* Written instruction A *
Transcribe the part of the OTRS indexing thread starting with "Would have expected" and going on through "disk or similar).".
* Written instruction B *
Write the next part of the forum thread about OTRS full-text index rebuilding, picking up after its final sentence.

* Text passage *
begin

I am receiving tons of tickets (every 2 minutes, 2 tickets) with

Subject
OTRS Scheduler Daemon Cron: ArticleSearchIndexRebuild

Body
Error: Active indexing process already running! Skipping...

What I did to get rid of this issue:

rebooted

started

Code: Select all

sudo -u otrs /opt/otrs/bin/otrs.Console.pl Maint::Ticket::FulltextIndexRebuildWorker --children 5 --limit 99999999 --force-pid

[*] still receiving the tickets

used above command based of this thread As of viewtopic.php?f=62&t=38498&p=171889&hil ... ..#p171889

Post by **Johannes** » 21 Feb 2022, 18:06

Hi,

what is the output of:

Code: Select all

bin/otrs.Console.pl  Maint::Ticket::FulltextIndex --status

What is the configuration of:

Code: Select all

Daemon::SchedulerCronTaskManager::Task###ArticleSearchIndexRebuild

Why did you manually started the reindexing, especially with those high numbers? This may lead to a high load -> Longer runtimes.
Usually the workers are handled by the daemon itself and not manually by the user. If you manually start the task, you block the daemon job for this, which leads to the error / warning mail you get.

Regards
Johannes

hkais · Post by **hkais** » 21 Feb 2022, 19:30

Johannes wrote: ↑21 Feb 2022, 18:06 what is the output of:
Code: Select all
bin/otrs.Console.pl  Maint::Ticket::FulltextIndex --status

Indexed Articles: 7.9% (649189/8241771)
it will take a while

Johannes wrote: ↑21 Feb 2022, 18:06 What is the configuration of:
Code: Select all
Daemon::SchedulerCronTaskManager::Task###ArticleSearchIndexRebuild

Screenshot_02682.png

Johannes wrote: ↑21 Feb 2022, 18:06 Why did you manually started the reindexing, especially with those high numbers? This may lead to a high load -> Longer runtimes.
Usually the workers are handled by the daemon itself and not manually by the user. If you manually start the task, you block the daemon job for this, which leads to the error / warning mail you get.

I started it since it was reported in the other thread to solve my issue. I had before already the errors/warning.

Would have expected that the ArticleSearchIndexRebuild would detect an running cron and simply skip the execution for now. But not clear if it is intentionally implemented that way, to always report.

I am open to learn, what would have been the better approach to run the full rebuild?

Post by **Johannes** » 21 Feb 2022, 20:54

The error is reported because the IndexWorker has been started on its own. Which is not the way it was designed. It is just used if the process gets killed somehow and is stuck. (full disk or similar).
The Maint::Ticket::FulltextIndex tries to start it's worker because the job does not know anything about the Workers itself. -> You started them manually.

I would say to fix the handling:
1) stop all existing workers
2) make sure they are really stopped
3) mark everything for reindex

Code: Select all

Maint::Ticket::FulltextIndex --rebuild

4) let the daemon start the indexing process itself, using the defaults
5) just watch the progress using the status flag

You still may get a warning mail if the childs take really long, but you don't have to look after it. Just have a regular look at the index summary using:

Code: Select all

Maint::Ticket::FulltextIndex --status

With your article count I would assume that in 2 hrs to max 3hrs everything should be done.

end

* Data *
begin

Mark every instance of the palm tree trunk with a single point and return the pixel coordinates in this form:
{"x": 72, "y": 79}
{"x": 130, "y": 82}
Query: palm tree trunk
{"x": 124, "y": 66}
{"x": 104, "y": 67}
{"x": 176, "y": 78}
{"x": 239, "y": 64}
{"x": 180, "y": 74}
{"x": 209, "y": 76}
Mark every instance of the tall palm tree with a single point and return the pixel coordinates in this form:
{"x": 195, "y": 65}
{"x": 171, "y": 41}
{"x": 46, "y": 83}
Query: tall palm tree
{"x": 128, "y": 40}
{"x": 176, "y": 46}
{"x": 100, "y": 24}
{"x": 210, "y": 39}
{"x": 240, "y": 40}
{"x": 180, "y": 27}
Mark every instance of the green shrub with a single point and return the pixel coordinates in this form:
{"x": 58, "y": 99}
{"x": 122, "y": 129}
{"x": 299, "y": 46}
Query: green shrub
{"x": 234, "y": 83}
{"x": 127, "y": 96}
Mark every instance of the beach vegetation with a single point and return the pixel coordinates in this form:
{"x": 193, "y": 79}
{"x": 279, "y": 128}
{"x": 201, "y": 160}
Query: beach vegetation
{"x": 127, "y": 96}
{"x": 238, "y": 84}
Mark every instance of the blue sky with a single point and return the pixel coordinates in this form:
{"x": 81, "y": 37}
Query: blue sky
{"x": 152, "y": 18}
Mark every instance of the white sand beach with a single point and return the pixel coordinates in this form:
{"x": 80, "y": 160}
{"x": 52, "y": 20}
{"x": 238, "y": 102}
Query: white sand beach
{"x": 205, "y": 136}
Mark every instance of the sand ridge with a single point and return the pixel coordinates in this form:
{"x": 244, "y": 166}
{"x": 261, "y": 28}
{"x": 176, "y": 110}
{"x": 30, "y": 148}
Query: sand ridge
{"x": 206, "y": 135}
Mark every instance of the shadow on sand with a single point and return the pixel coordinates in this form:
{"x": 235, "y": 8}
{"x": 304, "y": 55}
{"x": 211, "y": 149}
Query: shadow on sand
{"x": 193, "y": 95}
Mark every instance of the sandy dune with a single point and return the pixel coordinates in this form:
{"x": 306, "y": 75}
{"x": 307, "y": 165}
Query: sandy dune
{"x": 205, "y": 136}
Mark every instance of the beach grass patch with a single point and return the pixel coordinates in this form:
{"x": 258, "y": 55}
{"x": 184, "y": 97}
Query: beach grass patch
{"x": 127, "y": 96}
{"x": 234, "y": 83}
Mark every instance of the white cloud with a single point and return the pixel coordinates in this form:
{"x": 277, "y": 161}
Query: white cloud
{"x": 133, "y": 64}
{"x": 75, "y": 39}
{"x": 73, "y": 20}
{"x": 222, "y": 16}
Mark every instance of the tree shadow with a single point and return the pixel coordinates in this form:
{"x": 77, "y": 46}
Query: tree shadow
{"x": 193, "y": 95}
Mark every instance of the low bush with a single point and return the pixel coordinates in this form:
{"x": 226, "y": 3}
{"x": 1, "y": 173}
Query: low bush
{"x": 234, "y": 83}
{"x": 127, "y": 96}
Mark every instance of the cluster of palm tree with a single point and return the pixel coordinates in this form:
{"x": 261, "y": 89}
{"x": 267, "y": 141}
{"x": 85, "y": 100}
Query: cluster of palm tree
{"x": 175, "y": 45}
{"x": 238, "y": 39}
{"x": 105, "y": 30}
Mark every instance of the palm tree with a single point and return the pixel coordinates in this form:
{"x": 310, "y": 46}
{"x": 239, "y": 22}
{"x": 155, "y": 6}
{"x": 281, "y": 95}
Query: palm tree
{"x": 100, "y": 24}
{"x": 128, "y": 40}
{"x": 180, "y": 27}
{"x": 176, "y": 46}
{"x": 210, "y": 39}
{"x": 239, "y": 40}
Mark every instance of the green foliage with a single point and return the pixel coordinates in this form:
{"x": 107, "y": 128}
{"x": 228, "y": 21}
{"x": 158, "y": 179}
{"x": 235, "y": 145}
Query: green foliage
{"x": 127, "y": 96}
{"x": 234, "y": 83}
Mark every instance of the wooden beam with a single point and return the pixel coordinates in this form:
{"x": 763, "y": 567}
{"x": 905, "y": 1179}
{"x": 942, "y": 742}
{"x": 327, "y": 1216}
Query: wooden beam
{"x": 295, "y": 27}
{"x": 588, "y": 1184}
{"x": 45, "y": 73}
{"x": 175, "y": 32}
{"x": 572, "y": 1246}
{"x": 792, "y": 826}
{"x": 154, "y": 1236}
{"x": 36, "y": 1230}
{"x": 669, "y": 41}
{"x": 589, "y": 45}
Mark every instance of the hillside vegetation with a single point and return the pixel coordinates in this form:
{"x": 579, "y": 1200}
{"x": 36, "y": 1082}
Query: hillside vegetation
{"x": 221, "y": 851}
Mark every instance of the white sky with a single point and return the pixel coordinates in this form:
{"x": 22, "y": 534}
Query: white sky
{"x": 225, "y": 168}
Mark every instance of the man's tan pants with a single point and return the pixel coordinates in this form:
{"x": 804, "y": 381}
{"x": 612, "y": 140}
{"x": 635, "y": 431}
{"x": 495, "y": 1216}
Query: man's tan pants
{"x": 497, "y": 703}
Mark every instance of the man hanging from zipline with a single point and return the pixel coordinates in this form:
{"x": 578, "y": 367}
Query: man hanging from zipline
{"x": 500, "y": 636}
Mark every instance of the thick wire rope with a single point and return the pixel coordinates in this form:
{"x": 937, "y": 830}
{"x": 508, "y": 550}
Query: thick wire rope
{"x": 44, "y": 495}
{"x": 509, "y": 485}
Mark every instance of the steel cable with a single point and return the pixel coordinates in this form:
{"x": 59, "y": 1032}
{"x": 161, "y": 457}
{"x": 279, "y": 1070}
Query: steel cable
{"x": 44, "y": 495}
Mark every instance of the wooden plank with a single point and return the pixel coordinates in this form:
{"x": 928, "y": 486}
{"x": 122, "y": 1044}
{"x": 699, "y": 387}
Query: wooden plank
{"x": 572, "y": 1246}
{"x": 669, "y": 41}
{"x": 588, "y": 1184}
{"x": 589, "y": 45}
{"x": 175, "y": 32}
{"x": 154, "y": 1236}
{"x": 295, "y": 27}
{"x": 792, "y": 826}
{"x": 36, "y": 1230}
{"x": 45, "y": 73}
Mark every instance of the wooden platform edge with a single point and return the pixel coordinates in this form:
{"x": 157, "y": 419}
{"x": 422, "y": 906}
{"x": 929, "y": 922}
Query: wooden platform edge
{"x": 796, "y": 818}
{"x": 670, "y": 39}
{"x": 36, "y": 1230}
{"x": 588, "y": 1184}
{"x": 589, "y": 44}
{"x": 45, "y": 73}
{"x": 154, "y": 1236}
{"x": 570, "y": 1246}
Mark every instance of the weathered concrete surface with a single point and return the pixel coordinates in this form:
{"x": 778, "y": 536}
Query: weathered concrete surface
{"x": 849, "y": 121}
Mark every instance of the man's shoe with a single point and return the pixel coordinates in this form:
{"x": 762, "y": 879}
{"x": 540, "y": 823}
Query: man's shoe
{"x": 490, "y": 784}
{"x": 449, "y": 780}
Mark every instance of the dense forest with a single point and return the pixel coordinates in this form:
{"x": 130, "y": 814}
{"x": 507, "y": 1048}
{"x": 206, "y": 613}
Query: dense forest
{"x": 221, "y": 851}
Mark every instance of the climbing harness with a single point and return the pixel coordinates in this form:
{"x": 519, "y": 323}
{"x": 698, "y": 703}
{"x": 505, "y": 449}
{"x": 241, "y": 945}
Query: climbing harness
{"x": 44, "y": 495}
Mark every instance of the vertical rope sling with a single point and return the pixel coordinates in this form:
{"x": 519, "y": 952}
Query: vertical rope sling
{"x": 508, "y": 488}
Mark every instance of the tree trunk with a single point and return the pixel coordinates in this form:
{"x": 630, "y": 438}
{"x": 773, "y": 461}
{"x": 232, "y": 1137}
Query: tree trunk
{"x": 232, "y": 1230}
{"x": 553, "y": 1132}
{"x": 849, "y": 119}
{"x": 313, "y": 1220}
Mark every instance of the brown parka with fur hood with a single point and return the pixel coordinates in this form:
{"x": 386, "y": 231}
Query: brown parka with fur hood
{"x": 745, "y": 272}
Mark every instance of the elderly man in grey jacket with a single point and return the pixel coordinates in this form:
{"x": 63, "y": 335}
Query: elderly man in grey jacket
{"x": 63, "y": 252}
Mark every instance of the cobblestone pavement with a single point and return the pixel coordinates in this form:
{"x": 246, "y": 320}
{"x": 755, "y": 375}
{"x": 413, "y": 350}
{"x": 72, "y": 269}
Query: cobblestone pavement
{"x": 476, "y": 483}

end

* Task response A *
Would have expected that the ArticleSearchIndexRebuild would detect an running cron and simply skip the execution for now. But not clear if it is intentionally implemented that way, to always report.

I am open to learn, what would have been the better approach to run the full rebuild?

Post by **Johannes** » 21 Feb 2022, 20:54

The error is reported because the IndexWorker has been started on its own. Which is not the way it was designed. It is just used if the process gets killed somehow and is stuck. (full disk or similar).

* Task response B *
If it takes longer your DB performance might be a bit off.

Or you can just wait until the job is done on your machine. But I would assume that it is consuming a lot of RAM and will, eventually swap, which slows it even more down. So I would go with the defaults.

Regards

hkais · Post by **hkais** » 21 Feb 2022, 21:05

Johannes wrote: ↑21 Feb 2022, 20:54 3) mark everything for reindex
Code: Select all
Maint::Ticket::FulltextIndex --rebuild

just to clearly understand.
The rebuild would mark all tickets as "non indexed". Have I got it?

What is the mechanism/algo now of reindxing all tickets?
first the newest tickets and going into past by each run?

And is the rebuild working in the chuncks of 20.000 tickets per run?
So every cron trigger will cause to run 20.000 tickets to reindex?

Johannes wrote: ↑21 Feb 2022, 20:54 With your article count I would assume that in 2 hrs to max 3hrs everything should be done.
If it takes longer your DB performance might be a bit off.

It is running already for some hours and has done about 9%
The 5 processes I have started are running all about 100%
Disk and MariaDB are ideling around.

Johannes wrote: ↑21 Feb 2022, 20:54 Or you can just wait until the job is done on your machine. But I would assume that it is consuming a lot of RAM and will, eventually swap, which slows it even more down. So I would go with the defaults.

No swap usage at all
RAM is only consumed about 16GB of 32GB available, where maria is taking over 22% of RAM and stable on this
If I would have known, that CPU is limit, I would have kicked in 16 CPUs and would have started 15 procs to make my disks & maria to work more

So from my monitoring here, exactly the opposite behavior. Low IOPS due to high mem usage on maria, and high CPU

Post by **Johannes** » 21 Feb 2022, 21:56

hkais wrote: ↑21 Feb 2022, 21:05 just to clearly understand.
The rebuild would mark all tickets as "non indexed". Have I got it?

correct

hkais wrote: ↑21 Feb 2022, 21:05 What is the mechanism/algo now of reindxing all tickets?
first the newest tickets and going into past by each run?

A ticket search is performed. As far as I remember old to new.

hkais wrote: ↑21 Feb 2022, 21:05 And is the rebuild working in the chuncks of 20.000 tickets per run?
So every cron trigger will cause to run 20.000 tickets to reindex?

Correct. Split up to 4 worker jobs.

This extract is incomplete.